BEGIN DATA EXCERPTS
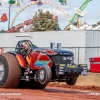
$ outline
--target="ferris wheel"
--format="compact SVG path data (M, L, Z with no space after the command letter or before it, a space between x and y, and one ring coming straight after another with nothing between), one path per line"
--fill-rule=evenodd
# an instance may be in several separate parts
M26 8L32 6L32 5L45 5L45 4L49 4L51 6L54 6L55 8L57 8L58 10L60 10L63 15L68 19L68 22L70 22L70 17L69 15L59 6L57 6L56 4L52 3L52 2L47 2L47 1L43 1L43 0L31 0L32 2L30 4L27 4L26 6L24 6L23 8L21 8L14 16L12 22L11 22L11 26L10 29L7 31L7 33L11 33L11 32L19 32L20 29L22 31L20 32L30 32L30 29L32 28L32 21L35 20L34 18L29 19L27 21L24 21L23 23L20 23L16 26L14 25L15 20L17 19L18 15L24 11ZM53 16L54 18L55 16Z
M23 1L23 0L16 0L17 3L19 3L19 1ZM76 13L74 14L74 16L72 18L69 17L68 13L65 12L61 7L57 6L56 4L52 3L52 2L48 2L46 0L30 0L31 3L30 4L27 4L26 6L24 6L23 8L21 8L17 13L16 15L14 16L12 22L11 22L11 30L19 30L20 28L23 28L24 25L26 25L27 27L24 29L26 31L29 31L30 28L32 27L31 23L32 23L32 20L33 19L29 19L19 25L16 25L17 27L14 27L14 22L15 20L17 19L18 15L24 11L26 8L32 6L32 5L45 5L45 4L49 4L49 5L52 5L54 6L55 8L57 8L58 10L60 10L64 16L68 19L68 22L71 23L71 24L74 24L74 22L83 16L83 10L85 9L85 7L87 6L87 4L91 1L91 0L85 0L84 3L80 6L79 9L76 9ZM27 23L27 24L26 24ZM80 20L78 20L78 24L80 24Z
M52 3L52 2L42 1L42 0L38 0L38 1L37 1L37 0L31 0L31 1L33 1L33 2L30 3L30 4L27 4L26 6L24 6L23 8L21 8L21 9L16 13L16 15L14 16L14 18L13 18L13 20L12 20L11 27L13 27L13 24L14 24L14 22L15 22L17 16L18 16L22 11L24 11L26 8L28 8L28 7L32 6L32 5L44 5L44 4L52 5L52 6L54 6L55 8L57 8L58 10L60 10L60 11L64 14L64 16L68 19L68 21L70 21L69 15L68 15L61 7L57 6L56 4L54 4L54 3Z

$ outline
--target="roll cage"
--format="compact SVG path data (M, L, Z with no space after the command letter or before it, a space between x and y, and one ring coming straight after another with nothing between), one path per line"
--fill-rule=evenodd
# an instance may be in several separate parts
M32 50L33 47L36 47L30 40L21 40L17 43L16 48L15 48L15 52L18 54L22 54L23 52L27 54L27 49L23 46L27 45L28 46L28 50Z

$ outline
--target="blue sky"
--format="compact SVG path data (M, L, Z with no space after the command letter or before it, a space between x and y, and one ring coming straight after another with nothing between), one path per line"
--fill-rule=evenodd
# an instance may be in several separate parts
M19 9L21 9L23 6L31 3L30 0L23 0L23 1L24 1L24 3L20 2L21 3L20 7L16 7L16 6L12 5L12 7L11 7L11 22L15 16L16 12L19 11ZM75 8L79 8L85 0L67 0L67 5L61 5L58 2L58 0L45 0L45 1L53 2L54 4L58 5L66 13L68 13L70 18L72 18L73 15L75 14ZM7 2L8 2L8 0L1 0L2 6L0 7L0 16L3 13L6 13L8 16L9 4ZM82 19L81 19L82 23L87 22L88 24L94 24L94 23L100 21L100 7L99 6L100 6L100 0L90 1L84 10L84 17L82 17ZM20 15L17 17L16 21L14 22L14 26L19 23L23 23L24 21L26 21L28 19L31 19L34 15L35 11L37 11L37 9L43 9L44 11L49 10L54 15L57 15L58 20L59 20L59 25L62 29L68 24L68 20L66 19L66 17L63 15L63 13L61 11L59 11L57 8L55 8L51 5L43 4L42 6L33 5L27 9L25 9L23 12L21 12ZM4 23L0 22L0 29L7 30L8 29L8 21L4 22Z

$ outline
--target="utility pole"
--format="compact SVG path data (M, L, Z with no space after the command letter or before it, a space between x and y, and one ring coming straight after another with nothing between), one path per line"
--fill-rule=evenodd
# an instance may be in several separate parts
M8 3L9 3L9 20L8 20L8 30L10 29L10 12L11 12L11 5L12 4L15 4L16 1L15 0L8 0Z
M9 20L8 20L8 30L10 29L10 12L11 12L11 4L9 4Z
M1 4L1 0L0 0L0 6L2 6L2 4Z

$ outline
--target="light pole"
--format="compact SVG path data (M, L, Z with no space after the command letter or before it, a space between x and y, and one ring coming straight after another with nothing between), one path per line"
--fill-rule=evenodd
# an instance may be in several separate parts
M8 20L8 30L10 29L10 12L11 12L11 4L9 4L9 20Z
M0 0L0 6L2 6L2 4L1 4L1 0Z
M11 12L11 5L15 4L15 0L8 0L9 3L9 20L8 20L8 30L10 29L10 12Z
END DATA EXCERPTS
§ EXERCISE INSTRUCTIONS
Above are the records; copy each line from them that includes the string "pole".

§ WRITTEN RESPONSE
--target="utility pole"
--target="light pole"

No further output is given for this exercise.